* _WHAT TO PRODUCE_
Please identify and copy every line in the dataset rows below that contains the word "fence".

(Dataset rows)
________________________

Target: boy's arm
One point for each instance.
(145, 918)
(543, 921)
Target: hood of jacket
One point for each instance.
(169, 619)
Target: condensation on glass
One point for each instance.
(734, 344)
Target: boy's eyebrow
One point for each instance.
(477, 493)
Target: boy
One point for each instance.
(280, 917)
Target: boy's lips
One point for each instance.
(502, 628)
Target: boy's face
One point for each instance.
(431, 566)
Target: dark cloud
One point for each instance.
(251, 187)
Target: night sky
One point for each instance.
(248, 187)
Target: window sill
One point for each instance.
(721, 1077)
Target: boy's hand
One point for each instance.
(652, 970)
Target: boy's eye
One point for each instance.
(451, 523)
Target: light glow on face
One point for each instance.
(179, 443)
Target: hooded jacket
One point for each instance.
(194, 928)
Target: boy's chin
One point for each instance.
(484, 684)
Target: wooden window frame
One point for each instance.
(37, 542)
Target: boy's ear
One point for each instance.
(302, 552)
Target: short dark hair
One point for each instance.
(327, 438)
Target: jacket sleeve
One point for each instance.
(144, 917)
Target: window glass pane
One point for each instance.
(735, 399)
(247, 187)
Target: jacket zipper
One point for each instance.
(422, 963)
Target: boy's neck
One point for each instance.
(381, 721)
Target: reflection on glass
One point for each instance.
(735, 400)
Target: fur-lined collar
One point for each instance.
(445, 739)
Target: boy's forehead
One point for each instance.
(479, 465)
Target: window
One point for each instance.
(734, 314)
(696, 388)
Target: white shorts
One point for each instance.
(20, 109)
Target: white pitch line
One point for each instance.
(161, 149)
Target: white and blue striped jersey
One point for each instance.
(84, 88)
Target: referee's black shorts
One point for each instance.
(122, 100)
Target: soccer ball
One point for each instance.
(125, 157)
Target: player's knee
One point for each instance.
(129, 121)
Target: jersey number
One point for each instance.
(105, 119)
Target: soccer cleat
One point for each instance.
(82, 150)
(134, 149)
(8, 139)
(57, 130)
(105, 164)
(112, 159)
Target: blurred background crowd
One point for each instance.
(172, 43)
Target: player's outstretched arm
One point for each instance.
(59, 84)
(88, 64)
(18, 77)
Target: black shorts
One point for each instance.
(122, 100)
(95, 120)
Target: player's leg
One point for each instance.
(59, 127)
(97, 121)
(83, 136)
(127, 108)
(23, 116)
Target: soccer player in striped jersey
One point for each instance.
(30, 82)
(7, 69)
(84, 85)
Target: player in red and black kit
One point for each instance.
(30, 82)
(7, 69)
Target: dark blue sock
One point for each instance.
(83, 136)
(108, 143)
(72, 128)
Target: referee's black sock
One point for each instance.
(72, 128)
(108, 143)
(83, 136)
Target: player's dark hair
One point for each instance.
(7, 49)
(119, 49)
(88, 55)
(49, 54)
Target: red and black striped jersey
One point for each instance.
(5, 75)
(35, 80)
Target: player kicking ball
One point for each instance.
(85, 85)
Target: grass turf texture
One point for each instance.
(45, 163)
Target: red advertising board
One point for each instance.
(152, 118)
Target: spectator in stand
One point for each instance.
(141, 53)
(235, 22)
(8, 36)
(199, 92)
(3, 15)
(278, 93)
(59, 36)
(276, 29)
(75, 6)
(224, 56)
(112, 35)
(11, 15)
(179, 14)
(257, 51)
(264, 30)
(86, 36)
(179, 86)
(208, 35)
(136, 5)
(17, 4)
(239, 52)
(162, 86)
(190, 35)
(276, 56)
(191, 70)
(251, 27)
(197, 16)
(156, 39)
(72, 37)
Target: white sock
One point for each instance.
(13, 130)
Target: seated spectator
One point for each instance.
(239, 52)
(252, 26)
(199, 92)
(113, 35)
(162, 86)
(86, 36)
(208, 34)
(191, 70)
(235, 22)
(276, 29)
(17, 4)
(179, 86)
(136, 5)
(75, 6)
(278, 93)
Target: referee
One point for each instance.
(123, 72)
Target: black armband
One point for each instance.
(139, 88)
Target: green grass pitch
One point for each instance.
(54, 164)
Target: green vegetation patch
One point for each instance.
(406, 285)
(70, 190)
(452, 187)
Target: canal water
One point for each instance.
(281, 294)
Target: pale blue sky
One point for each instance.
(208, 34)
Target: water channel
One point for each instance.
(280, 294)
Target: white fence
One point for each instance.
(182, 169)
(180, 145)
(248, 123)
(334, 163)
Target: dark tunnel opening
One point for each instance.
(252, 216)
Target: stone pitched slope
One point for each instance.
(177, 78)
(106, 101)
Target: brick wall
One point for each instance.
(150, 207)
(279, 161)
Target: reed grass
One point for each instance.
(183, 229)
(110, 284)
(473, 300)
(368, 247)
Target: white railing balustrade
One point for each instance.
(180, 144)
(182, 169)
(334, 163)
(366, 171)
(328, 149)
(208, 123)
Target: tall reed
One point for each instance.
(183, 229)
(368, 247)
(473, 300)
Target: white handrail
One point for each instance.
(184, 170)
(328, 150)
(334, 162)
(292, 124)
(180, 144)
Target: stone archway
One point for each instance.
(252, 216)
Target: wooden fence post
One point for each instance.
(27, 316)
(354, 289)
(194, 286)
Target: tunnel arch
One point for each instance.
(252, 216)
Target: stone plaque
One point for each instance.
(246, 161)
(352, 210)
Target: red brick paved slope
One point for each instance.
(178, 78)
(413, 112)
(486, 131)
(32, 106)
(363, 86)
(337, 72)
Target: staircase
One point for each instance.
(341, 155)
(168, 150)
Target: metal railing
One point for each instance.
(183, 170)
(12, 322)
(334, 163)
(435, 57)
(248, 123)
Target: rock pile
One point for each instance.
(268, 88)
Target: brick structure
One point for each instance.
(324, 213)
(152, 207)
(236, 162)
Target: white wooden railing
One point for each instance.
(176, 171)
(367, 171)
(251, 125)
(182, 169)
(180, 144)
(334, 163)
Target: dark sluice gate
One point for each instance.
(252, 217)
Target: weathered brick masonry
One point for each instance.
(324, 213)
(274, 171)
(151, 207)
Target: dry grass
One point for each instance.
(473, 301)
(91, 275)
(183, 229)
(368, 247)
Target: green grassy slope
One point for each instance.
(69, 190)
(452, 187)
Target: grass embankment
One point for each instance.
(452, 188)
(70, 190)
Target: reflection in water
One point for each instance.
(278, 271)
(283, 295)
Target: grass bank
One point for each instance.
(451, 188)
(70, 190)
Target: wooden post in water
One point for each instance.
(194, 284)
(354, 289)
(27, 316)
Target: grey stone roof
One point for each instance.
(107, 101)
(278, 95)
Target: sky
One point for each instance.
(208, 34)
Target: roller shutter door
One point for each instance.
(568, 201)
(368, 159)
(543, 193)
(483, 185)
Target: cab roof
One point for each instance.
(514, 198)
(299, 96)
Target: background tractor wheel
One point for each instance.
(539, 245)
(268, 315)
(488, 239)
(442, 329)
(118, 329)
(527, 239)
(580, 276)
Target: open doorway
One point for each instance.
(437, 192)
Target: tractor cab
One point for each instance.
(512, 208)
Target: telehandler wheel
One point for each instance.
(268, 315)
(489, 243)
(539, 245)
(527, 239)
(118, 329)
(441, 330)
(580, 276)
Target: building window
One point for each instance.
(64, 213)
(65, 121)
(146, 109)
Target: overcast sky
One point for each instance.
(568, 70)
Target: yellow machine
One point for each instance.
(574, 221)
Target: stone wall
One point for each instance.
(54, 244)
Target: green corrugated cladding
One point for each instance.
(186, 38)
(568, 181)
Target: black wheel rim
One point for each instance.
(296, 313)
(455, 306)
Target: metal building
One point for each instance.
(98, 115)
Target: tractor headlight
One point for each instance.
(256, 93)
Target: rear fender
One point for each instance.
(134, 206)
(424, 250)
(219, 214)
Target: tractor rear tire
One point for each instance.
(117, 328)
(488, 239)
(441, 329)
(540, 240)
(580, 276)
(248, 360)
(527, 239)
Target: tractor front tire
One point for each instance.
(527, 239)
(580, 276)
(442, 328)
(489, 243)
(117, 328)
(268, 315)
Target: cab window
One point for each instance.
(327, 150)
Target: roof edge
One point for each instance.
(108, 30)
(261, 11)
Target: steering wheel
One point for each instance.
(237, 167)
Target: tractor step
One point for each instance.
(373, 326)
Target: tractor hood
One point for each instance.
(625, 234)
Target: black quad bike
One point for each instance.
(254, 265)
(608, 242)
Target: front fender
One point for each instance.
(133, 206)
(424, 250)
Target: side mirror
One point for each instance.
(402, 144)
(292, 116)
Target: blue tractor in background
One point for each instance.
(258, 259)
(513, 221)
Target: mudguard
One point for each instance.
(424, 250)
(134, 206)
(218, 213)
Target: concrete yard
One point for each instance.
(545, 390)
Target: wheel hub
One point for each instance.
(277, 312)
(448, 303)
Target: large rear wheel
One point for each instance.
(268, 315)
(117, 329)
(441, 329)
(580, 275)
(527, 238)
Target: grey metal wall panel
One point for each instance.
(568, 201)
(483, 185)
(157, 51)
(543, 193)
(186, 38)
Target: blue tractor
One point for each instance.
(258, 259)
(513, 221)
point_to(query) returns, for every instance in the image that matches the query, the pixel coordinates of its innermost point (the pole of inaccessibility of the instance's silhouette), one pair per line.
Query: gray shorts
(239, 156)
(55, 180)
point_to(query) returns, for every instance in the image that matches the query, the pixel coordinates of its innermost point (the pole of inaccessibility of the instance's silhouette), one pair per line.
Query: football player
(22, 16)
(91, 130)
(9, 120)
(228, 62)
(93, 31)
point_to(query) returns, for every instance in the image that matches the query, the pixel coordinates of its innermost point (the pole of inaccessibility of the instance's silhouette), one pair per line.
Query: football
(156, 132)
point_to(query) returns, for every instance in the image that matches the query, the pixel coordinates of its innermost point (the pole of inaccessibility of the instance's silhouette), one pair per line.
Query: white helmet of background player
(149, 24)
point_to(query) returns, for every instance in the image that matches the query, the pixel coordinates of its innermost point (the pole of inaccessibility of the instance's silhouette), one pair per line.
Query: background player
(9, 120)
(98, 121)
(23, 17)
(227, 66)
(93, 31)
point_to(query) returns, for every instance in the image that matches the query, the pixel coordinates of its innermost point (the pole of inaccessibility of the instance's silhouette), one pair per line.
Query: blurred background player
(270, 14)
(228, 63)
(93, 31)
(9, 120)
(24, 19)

________________________

* _FULL ANSWER_
Target: white fence
Target: wooden fence post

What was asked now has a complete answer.